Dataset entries
********

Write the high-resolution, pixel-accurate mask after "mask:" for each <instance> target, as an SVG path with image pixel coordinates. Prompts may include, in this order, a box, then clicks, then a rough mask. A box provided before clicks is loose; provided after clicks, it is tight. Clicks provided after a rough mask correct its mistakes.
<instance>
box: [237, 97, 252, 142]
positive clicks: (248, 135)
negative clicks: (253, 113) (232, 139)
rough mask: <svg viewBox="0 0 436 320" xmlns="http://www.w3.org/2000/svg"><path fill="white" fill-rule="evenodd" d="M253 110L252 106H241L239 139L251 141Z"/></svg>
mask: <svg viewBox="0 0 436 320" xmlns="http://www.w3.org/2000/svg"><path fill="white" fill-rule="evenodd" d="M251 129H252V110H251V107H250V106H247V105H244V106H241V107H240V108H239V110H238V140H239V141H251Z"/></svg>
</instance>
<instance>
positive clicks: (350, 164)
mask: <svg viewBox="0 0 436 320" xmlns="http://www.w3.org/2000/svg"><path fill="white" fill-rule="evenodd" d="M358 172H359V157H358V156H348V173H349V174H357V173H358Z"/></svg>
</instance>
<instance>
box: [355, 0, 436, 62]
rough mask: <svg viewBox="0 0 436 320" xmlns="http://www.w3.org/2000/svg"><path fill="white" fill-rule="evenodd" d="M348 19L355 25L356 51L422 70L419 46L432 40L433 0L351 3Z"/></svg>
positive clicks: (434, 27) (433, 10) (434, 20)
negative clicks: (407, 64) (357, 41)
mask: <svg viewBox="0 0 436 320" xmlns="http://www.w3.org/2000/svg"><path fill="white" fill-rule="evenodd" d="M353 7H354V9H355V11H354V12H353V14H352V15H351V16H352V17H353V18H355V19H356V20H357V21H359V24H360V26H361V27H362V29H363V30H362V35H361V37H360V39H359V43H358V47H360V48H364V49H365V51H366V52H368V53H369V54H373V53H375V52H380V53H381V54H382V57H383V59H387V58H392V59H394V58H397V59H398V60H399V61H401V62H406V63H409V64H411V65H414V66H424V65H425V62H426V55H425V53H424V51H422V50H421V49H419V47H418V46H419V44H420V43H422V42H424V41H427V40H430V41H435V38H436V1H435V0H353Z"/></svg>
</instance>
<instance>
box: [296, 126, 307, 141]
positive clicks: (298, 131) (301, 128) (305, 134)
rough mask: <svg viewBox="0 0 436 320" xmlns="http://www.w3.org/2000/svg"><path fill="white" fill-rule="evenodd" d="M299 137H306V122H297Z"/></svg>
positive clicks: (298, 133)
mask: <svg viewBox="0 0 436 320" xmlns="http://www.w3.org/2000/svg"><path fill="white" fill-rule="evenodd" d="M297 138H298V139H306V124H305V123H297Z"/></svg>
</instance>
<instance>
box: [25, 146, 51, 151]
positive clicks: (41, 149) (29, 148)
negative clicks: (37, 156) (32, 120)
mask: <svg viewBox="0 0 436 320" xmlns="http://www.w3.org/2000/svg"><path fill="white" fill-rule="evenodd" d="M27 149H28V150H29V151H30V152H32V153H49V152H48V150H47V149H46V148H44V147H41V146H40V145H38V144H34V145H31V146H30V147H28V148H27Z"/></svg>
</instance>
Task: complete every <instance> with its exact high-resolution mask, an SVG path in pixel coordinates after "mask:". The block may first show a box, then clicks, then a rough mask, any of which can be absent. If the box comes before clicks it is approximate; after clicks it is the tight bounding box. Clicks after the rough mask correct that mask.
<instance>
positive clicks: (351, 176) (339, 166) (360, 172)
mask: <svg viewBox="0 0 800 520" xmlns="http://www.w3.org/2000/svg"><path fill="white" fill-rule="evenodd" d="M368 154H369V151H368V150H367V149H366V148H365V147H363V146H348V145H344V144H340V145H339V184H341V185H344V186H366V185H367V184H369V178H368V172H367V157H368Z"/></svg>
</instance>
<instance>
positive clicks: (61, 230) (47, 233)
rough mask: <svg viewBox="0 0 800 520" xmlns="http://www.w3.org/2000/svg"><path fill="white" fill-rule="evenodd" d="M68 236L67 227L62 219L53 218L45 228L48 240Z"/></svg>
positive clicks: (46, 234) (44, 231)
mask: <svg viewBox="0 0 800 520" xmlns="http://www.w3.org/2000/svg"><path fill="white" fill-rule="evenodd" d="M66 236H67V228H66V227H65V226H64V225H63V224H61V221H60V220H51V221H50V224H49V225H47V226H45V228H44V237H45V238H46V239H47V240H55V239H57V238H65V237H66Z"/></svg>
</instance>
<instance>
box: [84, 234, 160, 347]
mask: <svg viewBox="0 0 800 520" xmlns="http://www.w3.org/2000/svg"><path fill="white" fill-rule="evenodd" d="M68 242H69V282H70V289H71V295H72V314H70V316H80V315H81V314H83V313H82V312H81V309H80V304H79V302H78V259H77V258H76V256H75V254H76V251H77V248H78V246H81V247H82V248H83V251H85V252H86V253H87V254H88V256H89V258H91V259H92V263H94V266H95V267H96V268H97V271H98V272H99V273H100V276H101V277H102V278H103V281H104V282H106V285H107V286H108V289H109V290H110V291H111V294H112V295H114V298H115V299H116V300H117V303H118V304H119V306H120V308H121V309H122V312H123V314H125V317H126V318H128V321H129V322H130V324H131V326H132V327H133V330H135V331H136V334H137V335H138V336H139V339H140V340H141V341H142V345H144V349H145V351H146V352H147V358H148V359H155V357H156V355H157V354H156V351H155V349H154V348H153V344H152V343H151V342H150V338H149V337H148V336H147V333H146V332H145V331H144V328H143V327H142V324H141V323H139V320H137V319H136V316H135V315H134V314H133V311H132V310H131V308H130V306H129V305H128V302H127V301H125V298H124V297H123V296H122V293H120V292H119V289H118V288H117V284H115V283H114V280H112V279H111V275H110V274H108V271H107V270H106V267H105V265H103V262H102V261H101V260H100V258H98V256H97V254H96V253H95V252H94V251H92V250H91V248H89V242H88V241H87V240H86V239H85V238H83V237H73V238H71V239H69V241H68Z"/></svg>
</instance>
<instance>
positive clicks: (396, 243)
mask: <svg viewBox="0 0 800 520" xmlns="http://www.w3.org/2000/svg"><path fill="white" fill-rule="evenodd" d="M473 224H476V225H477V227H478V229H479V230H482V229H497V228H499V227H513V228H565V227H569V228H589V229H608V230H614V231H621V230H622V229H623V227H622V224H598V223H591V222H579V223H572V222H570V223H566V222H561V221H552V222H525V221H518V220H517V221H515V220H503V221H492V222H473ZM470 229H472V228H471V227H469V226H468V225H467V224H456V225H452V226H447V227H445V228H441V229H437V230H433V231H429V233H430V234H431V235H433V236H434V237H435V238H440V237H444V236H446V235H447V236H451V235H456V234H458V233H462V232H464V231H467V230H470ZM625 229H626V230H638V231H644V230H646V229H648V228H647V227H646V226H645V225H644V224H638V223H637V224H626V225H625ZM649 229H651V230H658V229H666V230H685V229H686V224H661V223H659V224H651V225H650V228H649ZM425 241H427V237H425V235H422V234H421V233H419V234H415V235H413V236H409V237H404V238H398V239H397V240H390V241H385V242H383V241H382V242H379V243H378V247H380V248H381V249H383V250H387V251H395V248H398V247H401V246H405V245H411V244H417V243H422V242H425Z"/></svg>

********

The records need to be set down again without a single difference.

Write the high-resolution, pixel-accurate mask after "mask:" for each <instance> target, as an SVG path with image pixel coordinates. Prompts may include, in this order, a box, then clicks, then a rough mask. A box provided before clicks is loose; provided after clicks, it is tight. Clicks provided after a rough mask correct its mistakes.
<instance>
box: [237, 97, 252, 142]
positive clicks: (248, 135)
negative clicks: (253, 113) (232, 139)
rough mask: <svg viewBox="0 0 436 320" xmlns="http://www.w3.org/2000/svg"><path fill="white" fill-rule="evenodd" d="M253 110L252 106H241L239 139L251 141Z"/></svg>
mask: <svg viewBox="0 0 436 320" xmlns="http://www.w3.org/2000/svg"><path fill="white" fill-rule="evenodd" d="M251 129H252V110H251V107H250V106H247V105H244V106H241V107H240V108H239V110H238V140H239V141H251Z"/></svg>
</instance>
<instance>
positive clicks: (350, 164)
mask: <svg viewBox="0 0 436 320" xmlns="http://www.w3.org/2000/svg"><path fill="white" fill-rule="evenodd" d="M358 172H359V157H358V156H348V173H349V174H357V173H358Z"/></svg>
</instance>
<instance>
box: [355, 0, 436, 62]
rough mask: <svg viewBox="0 0 436 320" xmlns="http://www.w3.org/2000/svg"><path fill="white" fill-rule="evenodd" d="M348 19L355 25L356 51L422 70L419 46L432 40L433 0L351 3Z"/></svg>
positive clicks: (434, 27) (433, 10) (434, 20)
negative clicks: (407, 64) (357, 41)
mask: <svg viewBox="0 0 436 320" xmlns="http://www.w3.org/2000/svg"><path fill="white" fill-rule="evenodd" d="M353 7H354V9H355V11H354V12H353V14H352V15H351V16H352V17H353V18H355V19H356V20H357V21H359V24H360V26H361V27H362V29H363V30H362V35H361V37H360V39H359V43H358V47H360V48H364V49H365V51H366V52H368V53H369V54H373V53H375V52H380V53H381V54H382V57H383V59H387V58H392V59H394V58H397V59H398V60H399V61H401V62H406V63H409V64H411V65H414V66H424V65H425V62H426V55H425V53H424V51H422V50H421V49H419V47H418V46H419V44H420V43H422V42H424V41H427V40H430V41H435V38H436V1H435V0H353Z"/></svg>
</instance>
<instance>
box: [296, 126, 307, 141]
positive clicks: (298, 131) (301, 128) (305, 134)
rough mask: <svg viewBox="0 0 436 320" xmlns="http://www.w3.org/2000/svg"><path fill="white" fill-rule="evenodd" d="M299 137H306V122H297Z"/></svg>
positive clicks: (298, 133)
mask: <svg viewBox="0 0 436 320" xmlns="http://www.w3.org/2000/svg"><path fill="white" fill-rule="evenodd" d="M297 138H298V139H306V124H305V123H297Z"/></svg>
</instance>
<instance>
box: [25, 146, 51, 151]
positive clicks: (41, 149) (29, 148)
negative clicks: (37, 156) (32, 120)
mask: <svg viewBox="0 0 436 320" xmlns="http://www.w3.org/2000/svg"><path fill="white" fill-rule="evenodd" d="M27 149H28V150H29V151H30V152H32V153H49V152H48V150H47V149H46V148H44V147H41V146H40V145H38V144H34V145H31V146H30V147H28V148H27Z"/></svg>
</instance>
Task: complete every <instance> with its exact high-resolution mask, an SVG path in pixel coordinates after "mask:". The block may first show a box, then clicks, then a rough mask, any of which can be absent. If the box comes before clicks it is approximate; after clicks it is the tight bounding box. Clicks after the rough mask correct that mask.
<instance>
positive clicks: (351, 176) (339, 166) (360, 172)
mask: <svg viewBox="0 0 800 520" xmlns="http://www.w3.org/2000/svg"><path fill="white" fill-rule="evenodd" d="M368 154H369V151H368V150H367V149H366V148H365V147H363V146H348V145H344V144H340V145H339V184H341V185H344V186H366V185H367V184H369V178H368V172H367V157H368Z"/></svg>
</instance>
<instance>
positive clicks: (61, 230) (47, 233)
rough mask: <svg viewBox="0 0 800 520" xmlns="http://www.w3.org/2000/svg"><path fill="white" fill-rule="evenodd" d="M68 236L67 227L62 219L53 218L45 228L48 240Z"/></svg>
positive clicks: (46, 234) (44, 231)
mask: <svg viewBox="0 0 800 520" xmlns="http://www.w3.org/2000/svg"><path fill="white" fill-rule="evenodd" d="M66 236H67V228H66V227H65V226H64V225H63V224H61V221H60V220H51V221H50V224H49V225H47V226H45V228H44V237H45V238H46V239H47V240H55V239H57V238H65V237H66Z"/></svg>
</instance>
<instance>
box: [84, 234, 160, 347]
mask: <svg viewBox="0 0 800 520" xmlns="http://www.w3.org/2000/svg"><path fill="white" fill-rule="evenodd" d="M68 242H69V282H70V289H71V295H72V314H70V316H80V315H81V314H83V313H82V312H81V309H80V304H79V302H78V259H77V258H76V256H75V254H76V251H77V248H78V246H81V247H82V248H83V251H85V252H86V253H87V254H88V256H89V258H91V259H92V263H94V266H95V267H96V268H97V271H98V272H99V273H100V276H101V277H102V278H103V281H104V282H106V285H107V286H108V289H109V290H110V291H111V294H112V295H114V298H115V299H116V300H117V303H118V304H119V306H120V308H121V309H122V312H123V314H125V317H126V318H128V321H129V322H130V324H131V326H132V327H133V330H135V331H136V334H137V335H138V336H139V339H140V340H141V341H142V345H144V349H145V351H146V352H147V358H148V359H155V357H156V355H157V354H156V351H155V349H154V348H153V344H152V343H151V342H150V338H149V337H148V336H147V333H146V332H145V331H144V328H143V327H142V324H141V323H139V320H137V319H136V316H135V315H134V314H133V311H132V310H131V308H130V306H129V305H128V302H127V301H125V298H124V297H123V296H122V293H120V292H119V289H118V288H117V284H115V283H114V280H112V279H111V275H110V274H108V271H107V270H106V267H105V265H103V262H102V261H101V260H100V258H98V256H97V254H96V253H95V252H94V251H92V250H91V248H89V242H88V241H87V240H86V239H85V238H83V237H73V238H71V239H69V241H68Z"/></svg>
</instance>
<instance>
positive clicks: (396, 243)
mask: <svg viewBox="0 0 800 520" xmlns="http://www.w3.org/2000/svg"><path fill="white" fill-rule="evenodd" d="M473 224H476V225H477V227H478V229H479V230H482V229H497V228H499V227H513V228H565V227H569V228H589V229H608V230H614V231H621V230H622V229H623V227H622V224H598V223H591V222H579V223H572V222H570V223H566V222H561V221H552V222H525V221H518V220H517V221H515V220H503V221H492V222H473ZM470 229H472V228H471V227H469V226H468V225H467V224H456V225H452V226H447V227H445V228H441V229H437V230H433V231H429V233H430V234H431V235H433V236H434V237H435V238H440V237H444V236H446V235H447V236H451V235H456V234H458V233H462V232H464V231H467V230H470ZM625 229H626V230H638V231H644V230H646V229H648V228H647V227H646V226H645V225H644V224H638V223H637V224H626V225H625ZM649 229H651V230H658V229H666V230H685V229H686V224H661V223H659V224H651V225H650V228H649ZM425 241H427V237H425V235H422V234H421V233H419V234H415V235H413V236H409V237H404V238H398V239H397V240H390V241H385V242H383V241H382V242H379V243H378V247H380V248H381V249H383V250H387V251H395V248H398V247H401V246H405V245H411V244H417V243H422V242H425Z"/></svg>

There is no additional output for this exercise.